*** Opening RECORD SET ***
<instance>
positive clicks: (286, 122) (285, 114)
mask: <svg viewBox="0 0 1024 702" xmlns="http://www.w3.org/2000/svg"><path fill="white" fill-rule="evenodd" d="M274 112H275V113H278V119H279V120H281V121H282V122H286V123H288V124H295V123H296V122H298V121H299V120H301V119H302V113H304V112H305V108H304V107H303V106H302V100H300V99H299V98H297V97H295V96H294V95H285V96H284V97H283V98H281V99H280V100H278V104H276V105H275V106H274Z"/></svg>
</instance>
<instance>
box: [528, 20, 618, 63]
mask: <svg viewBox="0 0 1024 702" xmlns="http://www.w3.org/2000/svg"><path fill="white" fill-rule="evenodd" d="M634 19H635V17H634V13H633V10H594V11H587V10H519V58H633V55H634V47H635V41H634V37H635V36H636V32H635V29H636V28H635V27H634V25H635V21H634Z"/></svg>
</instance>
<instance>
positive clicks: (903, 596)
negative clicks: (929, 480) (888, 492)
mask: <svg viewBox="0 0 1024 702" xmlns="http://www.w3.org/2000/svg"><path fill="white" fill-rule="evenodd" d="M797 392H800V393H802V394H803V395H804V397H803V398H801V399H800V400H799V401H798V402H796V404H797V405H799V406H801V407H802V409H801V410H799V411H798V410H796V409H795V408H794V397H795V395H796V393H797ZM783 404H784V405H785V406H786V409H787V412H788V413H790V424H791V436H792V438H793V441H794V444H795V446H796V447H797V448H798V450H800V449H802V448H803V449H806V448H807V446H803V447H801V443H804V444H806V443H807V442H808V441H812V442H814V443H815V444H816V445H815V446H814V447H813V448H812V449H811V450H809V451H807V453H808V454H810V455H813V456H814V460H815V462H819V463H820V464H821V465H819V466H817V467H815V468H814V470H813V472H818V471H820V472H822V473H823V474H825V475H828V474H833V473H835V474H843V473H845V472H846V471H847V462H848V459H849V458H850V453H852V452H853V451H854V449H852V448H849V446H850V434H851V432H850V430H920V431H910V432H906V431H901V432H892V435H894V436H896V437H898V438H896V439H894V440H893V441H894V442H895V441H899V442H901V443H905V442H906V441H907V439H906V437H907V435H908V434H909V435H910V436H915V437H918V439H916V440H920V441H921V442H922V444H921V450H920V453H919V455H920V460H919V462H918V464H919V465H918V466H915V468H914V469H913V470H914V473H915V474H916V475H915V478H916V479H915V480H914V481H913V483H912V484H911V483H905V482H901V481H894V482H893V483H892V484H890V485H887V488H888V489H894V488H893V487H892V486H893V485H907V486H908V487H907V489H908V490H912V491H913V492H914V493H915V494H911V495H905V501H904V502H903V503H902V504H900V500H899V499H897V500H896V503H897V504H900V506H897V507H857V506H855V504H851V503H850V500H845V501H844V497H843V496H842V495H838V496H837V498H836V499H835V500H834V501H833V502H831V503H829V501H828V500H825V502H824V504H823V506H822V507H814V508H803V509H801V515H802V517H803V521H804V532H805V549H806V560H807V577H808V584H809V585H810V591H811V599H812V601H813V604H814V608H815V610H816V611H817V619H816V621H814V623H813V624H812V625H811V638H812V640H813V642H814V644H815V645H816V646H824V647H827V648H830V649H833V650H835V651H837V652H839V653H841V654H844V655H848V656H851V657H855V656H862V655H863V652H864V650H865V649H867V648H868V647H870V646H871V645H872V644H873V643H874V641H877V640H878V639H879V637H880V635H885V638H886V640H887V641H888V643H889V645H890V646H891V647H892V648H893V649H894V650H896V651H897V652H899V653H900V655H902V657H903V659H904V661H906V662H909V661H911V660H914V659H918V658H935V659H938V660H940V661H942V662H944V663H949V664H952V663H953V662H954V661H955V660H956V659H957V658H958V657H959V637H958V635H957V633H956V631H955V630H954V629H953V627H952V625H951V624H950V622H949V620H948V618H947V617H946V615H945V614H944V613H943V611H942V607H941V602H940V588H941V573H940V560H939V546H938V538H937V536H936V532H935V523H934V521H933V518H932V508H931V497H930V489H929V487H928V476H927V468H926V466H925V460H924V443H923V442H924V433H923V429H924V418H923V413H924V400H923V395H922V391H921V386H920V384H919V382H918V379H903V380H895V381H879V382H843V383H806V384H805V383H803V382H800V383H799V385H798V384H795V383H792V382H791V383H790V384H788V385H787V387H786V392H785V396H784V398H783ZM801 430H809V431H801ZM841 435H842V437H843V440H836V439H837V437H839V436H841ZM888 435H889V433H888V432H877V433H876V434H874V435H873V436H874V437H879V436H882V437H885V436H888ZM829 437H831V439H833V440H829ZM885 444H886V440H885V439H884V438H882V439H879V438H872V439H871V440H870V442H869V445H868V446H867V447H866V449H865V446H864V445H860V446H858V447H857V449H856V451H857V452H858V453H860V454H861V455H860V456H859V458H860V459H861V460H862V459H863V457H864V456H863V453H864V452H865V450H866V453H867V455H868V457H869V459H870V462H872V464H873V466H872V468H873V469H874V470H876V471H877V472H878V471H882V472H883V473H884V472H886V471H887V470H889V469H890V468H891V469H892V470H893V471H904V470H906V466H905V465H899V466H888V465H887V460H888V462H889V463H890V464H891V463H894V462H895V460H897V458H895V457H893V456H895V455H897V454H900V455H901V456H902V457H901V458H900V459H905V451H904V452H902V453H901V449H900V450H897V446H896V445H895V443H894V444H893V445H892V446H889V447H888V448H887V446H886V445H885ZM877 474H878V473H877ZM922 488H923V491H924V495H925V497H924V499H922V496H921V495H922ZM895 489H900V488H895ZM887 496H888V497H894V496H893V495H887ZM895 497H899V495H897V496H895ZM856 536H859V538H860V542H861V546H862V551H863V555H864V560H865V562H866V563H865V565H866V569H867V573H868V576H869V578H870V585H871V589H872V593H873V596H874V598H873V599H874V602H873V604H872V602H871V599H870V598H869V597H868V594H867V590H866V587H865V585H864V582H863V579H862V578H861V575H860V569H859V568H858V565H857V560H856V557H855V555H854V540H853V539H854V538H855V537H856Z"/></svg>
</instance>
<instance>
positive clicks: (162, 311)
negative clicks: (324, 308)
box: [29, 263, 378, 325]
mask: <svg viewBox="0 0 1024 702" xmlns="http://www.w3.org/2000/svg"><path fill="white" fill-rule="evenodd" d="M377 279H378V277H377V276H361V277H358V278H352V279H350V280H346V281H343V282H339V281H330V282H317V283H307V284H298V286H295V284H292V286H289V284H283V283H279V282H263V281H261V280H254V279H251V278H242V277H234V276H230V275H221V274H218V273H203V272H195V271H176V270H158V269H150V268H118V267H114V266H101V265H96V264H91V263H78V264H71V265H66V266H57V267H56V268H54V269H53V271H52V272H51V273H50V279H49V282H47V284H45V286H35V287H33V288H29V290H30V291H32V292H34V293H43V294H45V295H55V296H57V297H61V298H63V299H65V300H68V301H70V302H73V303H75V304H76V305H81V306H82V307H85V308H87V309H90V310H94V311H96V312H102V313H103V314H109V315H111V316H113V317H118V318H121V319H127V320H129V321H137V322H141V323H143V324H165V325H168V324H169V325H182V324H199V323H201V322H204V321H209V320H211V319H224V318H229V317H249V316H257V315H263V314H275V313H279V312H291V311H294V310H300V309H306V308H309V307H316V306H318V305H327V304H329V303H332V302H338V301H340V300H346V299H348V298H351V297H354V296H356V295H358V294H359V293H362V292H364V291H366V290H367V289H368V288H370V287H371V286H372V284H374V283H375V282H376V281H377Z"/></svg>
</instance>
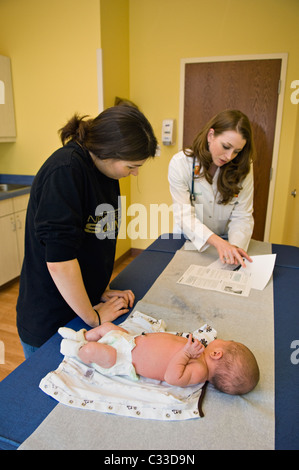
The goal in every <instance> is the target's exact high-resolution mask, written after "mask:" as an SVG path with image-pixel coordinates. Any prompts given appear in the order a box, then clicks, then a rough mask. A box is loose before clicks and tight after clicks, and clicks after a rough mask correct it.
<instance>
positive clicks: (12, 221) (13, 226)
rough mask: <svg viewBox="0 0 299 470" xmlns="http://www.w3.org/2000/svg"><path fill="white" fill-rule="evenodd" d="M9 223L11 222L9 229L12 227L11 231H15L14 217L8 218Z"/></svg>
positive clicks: (13, 231) (10, 222)
mask: <svg viewBox="0 0 299 470" xmlns="http://www.w3.org/2000/svg"><path fill="white" fill-rule="evenodd" d="M10 223H11V229H12V231H13V232H15V231H16V229H17V227H16V222H15V219H14V217H11V218H10Z"/></svg>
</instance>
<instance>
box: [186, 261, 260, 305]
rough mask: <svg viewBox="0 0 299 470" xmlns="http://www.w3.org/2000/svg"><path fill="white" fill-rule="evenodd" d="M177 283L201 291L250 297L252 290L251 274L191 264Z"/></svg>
mask: <svg viewBox="0 0 299 470" xmlns="http://www.w3.org/2000/svg"><path fill="white" fill-rule="evenodd" d="M177 282H178V284H185V285H187V286H193V287H198V288H201V289H208V290H215V291H218V292H223V293H225V294H231V295H238V296H242V297H248V295H249V293H250V288H251V274H250V273H247V272H246V273H242V272H241V270H239V271H230V270H220V269H212V268H210V267H209V266H207V267H206V266H199V265H195V264H191V265H190V266H189V268H188V269H187V271H185V273H184V274H183V276H181V278H180V279H179V280H178V281H177Z"/></svg>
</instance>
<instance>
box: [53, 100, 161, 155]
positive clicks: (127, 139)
mask: <svg viewBox="0 0 299 470" xmlns="http://www.w3.org/2000/svg"><path fill="white" fill-rule="evenodd" d="M86 117H87V116H83V117H80V116H78V115H75V116H73V117H72V119H70V121H69V122H68V123H67V124H66V125H65V126H64V127H63V128H62V129H60V131H59V133H60V138H61V141H62V144H63V145H65V144H66V143H67V142H68V141H70V140H74V141H76V142H78V143H79V144H80V145H82V146H83V147H85V148H86V149H87V150H88V151H90V152H92V153H93V154H94V155H95V156H96V157H97V158H100V159H101V160H105V159H107V158H115V159H118V160H126V161H137V160H144V159H146V158H148V157H154V156H155V153H156V149H157V139H156V137H155V135H154V132H153V129H152V126H151V124H150V123H149V121H148V120H147V119H146V117H145V116H144V115H143V114H142V113H141V112H140V111H139V110H138V109H136V108H134V107H132V106H114V107H112V108H108V109H106V110H105V111H103V112H102V113H101V114H99V116H97V117H96V118H95V119H88V120H86V121H85V120H84V119H85V118H86Z"/></svg>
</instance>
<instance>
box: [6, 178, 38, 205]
mask: <svg viewBox="0 0 299 470" xmlns="http://www.w3.org/2000/svg"><path fill="white" fill-rule="evenodd" d="M33 179H34V176H32V175H11V174H0V201H1V200H4V199H10V198H12V197H18V196H22V195H23V194H29V193H30V190H31V185H32V181H33ZM4 187H6V188H5V189H4Z"/></svg>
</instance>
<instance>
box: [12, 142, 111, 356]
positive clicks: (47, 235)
mask: <svg viewBox="0 0 299 470" xmlns="http://www.w3.org/2000/svg"><path fill="white" fill-rule="evenodd" d="M119 200H120V199H119V182H118V180H114V179H111V178H108V177H107V176H105V175H103V174H102V173H101V172H100V171H99V170H98V169H97V168H96V167H95V165H94V163H93V161H92V159H91V157H90V155H89V152H88V151H86V150H84V149H82V148H81V147H80V146H79V145H78V144H76V143H75V142H70V143H68V144H67V145H65V146H64V147H62V148H60V149H58V150H57V151H56V152H54V153H53V155H51V157H49V158H48V160H47V161H46V162H45V163H44V164H43V166H42V167H41V169H40V170H39V172H38V173H37V175H36V177H35V179H34V181H33V184H32V188H31V193H30V200H29V204H28V210H27V218H26V231H25V257H24V262H23V267H22V272H21V278H20V292H19V298H18V303H17V326H18V331H19V335H20V337H21V339H22V341H24V342H25V343H27V344H30V345H32V346H36V347H39V346H41V345H42V344H43V343H44V342H45V341H47V340H48V339H49V338H50V337H51V336H52V335H53V334H54V333H56V332H57V330H58V328H59V327H60V326H63V325H65V324H66V323H67V322H68V321H70V320H71V319H72V318H74V317H75V316H76V314H75V313H74V312H73V310H72V309H71V308H70V307H69V306H68V304H67V303H66V302H65V301H64V299H63V297H62V296H61V294H60V293H59V291H58V289H57V288H56V286H55V284H54V282H53V280H52V278H51V275H50V273H49V271H48V268H47V265H46V263H47V262H59V261H68V260H72V259H75V258H76V259H78V262H79V265H80V268H81V272H82V277H83V281H84V285H85V288H86V291H87V294H88V296H89V298H90V301H91V303H92V305H95V304H97V303H98V302H100V298H101V295H102V293H103V292H104V290H105V289H106V287H107V285H108V283H109V280H110V277H111V274H112V270H113V263H114V256H115V246H116V237H117V233H118V226H119V223H120V207H118V203H119Z"/></svg>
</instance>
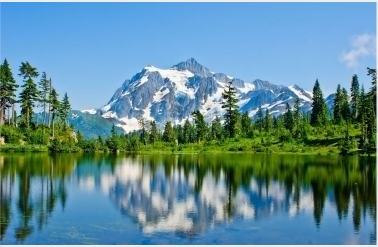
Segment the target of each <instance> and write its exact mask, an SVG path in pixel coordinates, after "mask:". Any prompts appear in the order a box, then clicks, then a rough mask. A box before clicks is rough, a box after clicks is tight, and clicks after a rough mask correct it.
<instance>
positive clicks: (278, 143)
mask: <svg viewBox="0 0 378 247" xmlns="http://www.w3.org/2000/svg"><path fill="white" fill-rule="evenodd" d="M339 141H340V139H339V138H323V139H309V140H306V141H305V142H302V143H295V142H279V141H277V140H274V139H271V138H255V139H248V138H240V139H238V138H234V139H226V140H224V141H202V142H199V143H189V144H179V145H176V144H173V143H166V142H156V143H154V144H147V145H142V144H139V145H137V146H135V147H133V150H130V149H127V148H125V149H121V150H118V152H136V153H143V154H150V153H151V154H153V153H176V154H179V153H234V152H238V153H239V152H240V153H291V154H292V153H295V154H312V155H339V154H341V149H340V145H339V144H338V143H339ZM49 151H53V152H58V153H59V152H61V153H76V152H89V153H94V152H96V153H97V152H104V151H103V150H95V149H89V150H88V149H82V148H80V147H78V146H55V147H54V148H51V146H48V145H15V144H5V145H2V146H0V152H2V153H7V152H19V153H23V152H49ZM105 152H109V150H106V151H105ZM347 154H350V155H353V154H360V155H363V154H362V153H360V151H359V150H350V151H349V152H348V153H347ZM371 155H375V153H373V154H371Z"/></svg>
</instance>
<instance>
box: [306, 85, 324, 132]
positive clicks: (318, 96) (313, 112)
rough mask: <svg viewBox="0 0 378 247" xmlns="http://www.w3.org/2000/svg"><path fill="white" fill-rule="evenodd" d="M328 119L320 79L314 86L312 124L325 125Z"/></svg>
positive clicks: (312, 109)
mask: <svg viewBox="0 0 378 247" xmlns="http://www.w3.org/2000/svg"><path fill="white" fill-rule="evenodd" d="M326 121H327V106H326V104H325V101H324V98H323V93H322V90H321V89H320V84H319V81H318V79H316V82H315V85H314V88H313V97H312V111H311V120H310V124H311V125H312V126H324V125H325V123H326Z"/></svg>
*** Closing RECORD SET ***
* WHAT TO PRODUCE
Locate every line in the records that contains the word "after" and copy each of those lines.

* RESPONSE BELOW
The goal in every <instance> is the target's exact high-resolution mask, written after "mask:" as an SVG path with image-pixel coordinates. Any prompts given appear in the order a box, then clicks, then a rough mask. A box is loose before clicks and tight after clicks, and clicks after a rough mask correct it.
Segment the target of each <instance> and write its exact mask, an SVG path in pixel coordinates, after "mask:". Any prompts appear in the order a box, then clicks, then a rough mask. A box before clicks is rough, a box after clicks is tight, and clicks after a rough mask correct it.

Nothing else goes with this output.